Arrange the lines below as a numbered list, skipping any blank lines and omitting the pictures.

Entries from an annotation dataset
________________

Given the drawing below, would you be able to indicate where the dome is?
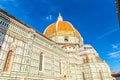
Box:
[44,15,83,41]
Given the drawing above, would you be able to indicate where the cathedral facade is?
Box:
[0,9,112,80]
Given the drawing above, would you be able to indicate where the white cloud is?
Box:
[112,44,118,49]
[111,42,120,49]
[108,51,120,58]
[98,25,119,39]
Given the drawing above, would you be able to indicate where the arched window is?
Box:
[99,70,103,80]
[3,50,14,72]
[39,53,43,71]
[82,72,86,80]
[83,59,85,63]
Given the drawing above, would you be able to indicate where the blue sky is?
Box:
[0,0,120,71]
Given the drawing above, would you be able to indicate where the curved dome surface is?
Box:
[44,15,82,40]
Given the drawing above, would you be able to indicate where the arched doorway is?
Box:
[3,50,14,72]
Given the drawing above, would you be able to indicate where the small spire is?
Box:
[57,13,63,21]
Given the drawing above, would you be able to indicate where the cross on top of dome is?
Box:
[57,13,63,21]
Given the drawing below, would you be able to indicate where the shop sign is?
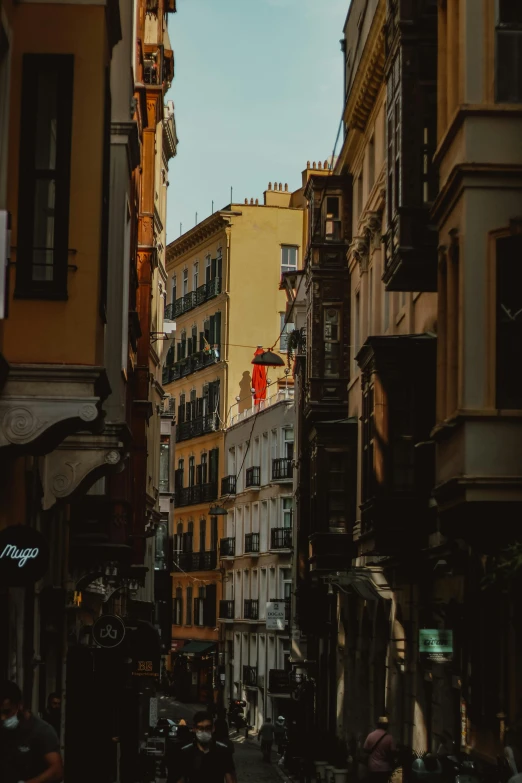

________________

▶ Answer to this task:
1. Given the drawing below, would you be able to indicate where the dome is?
2. Box:
3. [44,15,83,41]
4. Given the drawing above, would you be able to indicate where the cathedral facade is?
5. Box:
6. [0,9,112,80]
7. Given the drawing above, would you be able to indicate where the white cloud is?
8. Box:
9. [112,44,118,49]
10. [111,42,120,49]
11. [108,51,120,58]
12. [98,25,119,39]
13. Given the drawing above, would you be able to indicate where the arched window is?
14. Box:
15. [99,70,103,80]
16. [3,50,14,72]
17. [39,53,43,71]
18. [82,72,86,80]
19. [83,59,85,63]
20. Given the drawing above, would you be able to indicate where the blue sky is?
21. Box:
22. [0,0,120,71]
23. Given the drawing above, would you be able to indicate where the curved dome surface is?
24. Box:
25. [44,15,82,40]
26. Given the drawing above, would you be able to indicate where the arched doorway is?
27. Box:
28. [3,50,14,72]
29. Given the drawing above, would you be able to indicate where the small spire is?
30. Box:
31. [57,13,63,21]
32. Given the drawing above, would you be able to indicate where the cross on top of dome is?
33. Box:
34. [57,13,63,21]
35. Given the drawing below, would you be able to indicate where the shop sign is?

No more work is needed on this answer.